◆ **CYTOWANY TEKST**
______

» Blog » Optimum
19-03-2012 20:49

Optimum

W działach: fantasy, rpg, światotworzenie | Odsłony: 10

Niniejszy wpis ma zaprezentować zarys settingu, nad którym już od jakiegoś czasu pracuję. W zasadzie początkowo miał to być scenariusz, który prezentowałby kilka z najciekawszych elementów świata za pośrednictwem fabuły i który później, w razie zainteresowania mógłby być dalej rozwijany. Obecnie ta koncepcja ma szanse się zmienić – możliwe, że zgłoszę go do następnej edycji WTS kiedy i jeśli taka się rozpocznie. W przeciwnym razie będę go dalej rozwijał próbując w miarę regularnie zamieszczać kolejne teksty. Obecny wizurek świata zawdzięcza sporo odbytym z Zigzakiem konsultacjom. W przyszłości swoja pomoc zaoferował również Ninetongues. Literackimi inspiracjami do kreowania tego uniwersum były: Saga Wiedźmińska Andrzeja Sapkowskiego, Fiasko Stanisława Lema, Perfekcyjna Niedoskonałość, Inne Pieśni oraz przede wszystkim Żelazny Generał – wszystkie Jacka Dukaja. Pewne drobne szczegóły zaczerpnąłem także z innych książek science-fiction.



Punkt pierwszy i kluczowy, czyli konwencja.

______

Wpisy z kolekcji:
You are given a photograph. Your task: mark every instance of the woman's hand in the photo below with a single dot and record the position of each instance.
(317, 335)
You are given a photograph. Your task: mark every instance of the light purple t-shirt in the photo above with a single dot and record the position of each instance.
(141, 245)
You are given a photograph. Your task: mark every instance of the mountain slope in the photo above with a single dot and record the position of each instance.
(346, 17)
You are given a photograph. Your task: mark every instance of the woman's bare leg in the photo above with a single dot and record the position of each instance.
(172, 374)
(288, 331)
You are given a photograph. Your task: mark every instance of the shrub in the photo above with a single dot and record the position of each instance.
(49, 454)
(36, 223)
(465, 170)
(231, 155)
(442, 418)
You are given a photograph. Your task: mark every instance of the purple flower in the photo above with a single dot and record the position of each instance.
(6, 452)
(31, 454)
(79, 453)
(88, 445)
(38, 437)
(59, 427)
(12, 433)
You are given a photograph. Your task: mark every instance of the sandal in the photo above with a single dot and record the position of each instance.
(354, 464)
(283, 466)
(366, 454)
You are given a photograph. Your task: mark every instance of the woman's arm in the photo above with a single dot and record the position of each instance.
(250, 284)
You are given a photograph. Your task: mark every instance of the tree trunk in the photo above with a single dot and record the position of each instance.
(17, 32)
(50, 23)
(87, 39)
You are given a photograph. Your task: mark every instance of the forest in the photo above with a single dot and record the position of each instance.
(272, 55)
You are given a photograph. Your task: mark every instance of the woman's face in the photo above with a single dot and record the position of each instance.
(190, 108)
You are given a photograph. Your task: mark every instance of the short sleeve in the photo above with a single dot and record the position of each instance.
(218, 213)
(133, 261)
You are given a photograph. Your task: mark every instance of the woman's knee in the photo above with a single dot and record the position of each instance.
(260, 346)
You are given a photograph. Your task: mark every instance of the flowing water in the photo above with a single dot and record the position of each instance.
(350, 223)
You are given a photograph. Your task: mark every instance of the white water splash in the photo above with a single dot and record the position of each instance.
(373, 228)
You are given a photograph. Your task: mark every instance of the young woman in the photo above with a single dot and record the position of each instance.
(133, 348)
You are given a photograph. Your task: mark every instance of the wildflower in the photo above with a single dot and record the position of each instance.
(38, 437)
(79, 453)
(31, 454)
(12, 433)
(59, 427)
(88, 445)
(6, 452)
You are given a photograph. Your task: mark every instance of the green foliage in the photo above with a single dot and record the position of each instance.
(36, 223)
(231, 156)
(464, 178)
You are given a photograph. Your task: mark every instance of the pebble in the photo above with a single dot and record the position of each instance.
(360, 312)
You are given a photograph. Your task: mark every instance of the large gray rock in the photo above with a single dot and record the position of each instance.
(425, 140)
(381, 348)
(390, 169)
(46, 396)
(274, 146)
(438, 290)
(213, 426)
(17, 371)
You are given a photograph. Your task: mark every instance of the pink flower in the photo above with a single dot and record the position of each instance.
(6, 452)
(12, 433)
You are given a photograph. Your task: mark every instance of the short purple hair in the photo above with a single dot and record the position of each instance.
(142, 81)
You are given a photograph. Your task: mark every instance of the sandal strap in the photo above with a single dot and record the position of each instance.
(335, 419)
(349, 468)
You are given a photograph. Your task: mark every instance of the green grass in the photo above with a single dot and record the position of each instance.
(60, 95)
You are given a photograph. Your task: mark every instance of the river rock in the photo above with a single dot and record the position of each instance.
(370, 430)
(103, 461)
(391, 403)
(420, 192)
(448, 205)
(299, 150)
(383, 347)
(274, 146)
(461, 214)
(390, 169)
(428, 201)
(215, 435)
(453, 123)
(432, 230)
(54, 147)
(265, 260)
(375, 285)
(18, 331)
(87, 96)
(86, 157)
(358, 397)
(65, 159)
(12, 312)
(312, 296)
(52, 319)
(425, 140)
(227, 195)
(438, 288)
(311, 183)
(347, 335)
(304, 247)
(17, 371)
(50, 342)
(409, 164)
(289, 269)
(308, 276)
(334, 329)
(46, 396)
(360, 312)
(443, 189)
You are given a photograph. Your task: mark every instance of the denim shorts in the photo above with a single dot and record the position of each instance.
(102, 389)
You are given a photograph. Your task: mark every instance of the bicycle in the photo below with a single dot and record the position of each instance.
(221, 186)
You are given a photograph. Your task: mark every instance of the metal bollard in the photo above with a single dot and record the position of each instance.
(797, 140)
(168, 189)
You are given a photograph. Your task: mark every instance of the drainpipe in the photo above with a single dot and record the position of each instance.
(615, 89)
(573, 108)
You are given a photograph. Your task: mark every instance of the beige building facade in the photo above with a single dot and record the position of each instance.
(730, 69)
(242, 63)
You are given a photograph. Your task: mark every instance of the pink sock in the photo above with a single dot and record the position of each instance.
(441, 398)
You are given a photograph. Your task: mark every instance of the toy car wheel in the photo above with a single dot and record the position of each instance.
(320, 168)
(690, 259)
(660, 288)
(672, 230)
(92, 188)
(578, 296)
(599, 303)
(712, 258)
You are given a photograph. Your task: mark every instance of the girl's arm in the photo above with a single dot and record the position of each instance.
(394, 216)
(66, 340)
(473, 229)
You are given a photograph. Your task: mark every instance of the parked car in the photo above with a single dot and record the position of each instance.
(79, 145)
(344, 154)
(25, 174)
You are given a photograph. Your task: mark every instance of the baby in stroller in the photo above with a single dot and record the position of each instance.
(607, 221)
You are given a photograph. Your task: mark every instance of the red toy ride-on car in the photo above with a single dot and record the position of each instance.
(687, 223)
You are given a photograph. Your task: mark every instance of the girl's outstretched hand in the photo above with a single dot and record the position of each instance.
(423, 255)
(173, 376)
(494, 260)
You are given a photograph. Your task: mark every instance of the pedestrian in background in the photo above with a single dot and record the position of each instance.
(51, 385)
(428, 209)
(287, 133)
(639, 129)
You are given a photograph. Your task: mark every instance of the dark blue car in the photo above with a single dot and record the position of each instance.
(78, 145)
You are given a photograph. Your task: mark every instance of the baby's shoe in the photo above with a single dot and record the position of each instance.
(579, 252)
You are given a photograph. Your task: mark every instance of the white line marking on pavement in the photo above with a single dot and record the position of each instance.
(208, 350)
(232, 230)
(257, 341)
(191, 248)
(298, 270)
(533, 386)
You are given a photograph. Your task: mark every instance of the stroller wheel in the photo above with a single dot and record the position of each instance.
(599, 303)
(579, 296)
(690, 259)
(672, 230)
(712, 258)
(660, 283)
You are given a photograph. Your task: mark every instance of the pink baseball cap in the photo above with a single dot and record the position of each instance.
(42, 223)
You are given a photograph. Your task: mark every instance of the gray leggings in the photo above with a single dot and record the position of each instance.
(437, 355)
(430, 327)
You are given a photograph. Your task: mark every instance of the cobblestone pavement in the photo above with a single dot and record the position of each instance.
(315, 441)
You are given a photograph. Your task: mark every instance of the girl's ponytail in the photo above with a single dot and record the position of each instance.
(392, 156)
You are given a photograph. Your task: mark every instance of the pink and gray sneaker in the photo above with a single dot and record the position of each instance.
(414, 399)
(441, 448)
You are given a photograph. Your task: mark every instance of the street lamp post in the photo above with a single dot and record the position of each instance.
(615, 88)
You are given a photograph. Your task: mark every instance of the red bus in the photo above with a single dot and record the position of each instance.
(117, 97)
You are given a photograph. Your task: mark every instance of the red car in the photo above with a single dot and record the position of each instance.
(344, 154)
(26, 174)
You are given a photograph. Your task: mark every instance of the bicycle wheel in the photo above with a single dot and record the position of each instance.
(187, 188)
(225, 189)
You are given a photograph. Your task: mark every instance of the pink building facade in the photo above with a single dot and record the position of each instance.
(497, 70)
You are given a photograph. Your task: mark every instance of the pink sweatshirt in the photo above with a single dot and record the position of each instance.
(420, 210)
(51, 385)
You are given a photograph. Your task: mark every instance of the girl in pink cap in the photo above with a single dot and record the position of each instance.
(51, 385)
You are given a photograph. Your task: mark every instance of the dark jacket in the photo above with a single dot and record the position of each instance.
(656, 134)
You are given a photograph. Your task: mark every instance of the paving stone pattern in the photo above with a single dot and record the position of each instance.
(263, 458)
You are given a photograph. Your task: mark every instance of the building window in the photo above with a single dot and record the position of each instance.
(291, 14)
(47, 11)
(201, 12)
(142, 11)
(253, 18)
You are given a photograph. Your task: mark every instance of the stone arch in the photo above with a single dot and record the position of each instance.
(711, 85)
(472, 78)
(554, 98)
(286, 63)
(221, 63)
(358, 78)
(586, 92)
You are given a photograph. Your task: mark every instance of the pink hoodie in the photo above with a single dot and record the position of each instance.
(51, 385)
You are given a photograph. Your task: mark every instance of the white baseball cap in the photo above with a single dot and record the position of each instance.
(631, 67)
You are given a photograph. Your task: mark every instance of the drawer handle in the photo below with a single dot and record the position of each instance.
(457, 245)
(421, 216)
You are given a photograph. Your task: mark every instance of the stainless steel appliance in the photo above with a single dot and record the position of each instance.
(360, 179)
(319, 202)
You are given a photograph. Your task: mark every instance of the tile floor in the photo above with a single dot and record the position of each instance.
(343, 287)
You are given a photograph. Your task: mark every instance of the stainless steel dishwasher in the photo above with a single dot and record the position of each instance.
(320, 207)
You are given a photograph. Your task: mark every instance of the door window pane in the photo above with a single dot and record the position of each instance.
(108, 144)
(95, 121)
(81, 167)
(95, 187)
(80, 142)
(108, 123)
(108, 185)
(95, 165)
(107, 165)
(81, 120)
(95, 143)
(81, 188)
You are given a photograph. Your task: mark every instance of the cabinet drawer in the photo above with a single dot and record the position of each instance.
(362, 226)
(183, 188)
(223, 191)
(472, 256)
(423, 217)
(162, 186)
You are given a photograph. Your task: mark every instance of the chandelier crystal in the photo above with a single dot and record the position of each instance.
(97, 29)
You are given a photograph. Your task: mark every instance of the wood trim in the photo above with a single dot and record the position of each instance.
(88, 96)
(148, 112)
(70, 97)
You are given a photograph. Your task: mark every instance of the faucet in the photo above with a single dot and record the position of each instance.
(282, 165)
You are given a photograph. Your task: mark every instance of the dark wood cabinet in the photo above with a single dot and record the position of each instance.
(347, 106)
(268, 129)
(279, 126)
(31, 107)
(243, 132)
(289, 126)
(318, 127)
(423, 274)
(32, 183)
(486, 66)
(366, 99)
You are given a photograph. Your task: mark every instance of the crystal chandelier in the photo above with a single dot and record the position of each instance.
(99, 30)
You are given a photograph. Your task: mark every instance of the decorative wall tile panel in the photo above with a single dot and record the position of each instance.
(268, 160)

______

◆ **CO ZROBIĆ**
Jakie książki Jacka Dukaja wymieniono we wpisie „Optimum” jako literackie inspiracje do stworzenia świata? Wiersze nie będą tu do niczego potrzebne.

◆ **PEŁNA ODPOWIEDŹ**
Perfekcyjna Niedoskonałość, Inne Pieśni oraz, przede wszystkim, Żelazny Generał.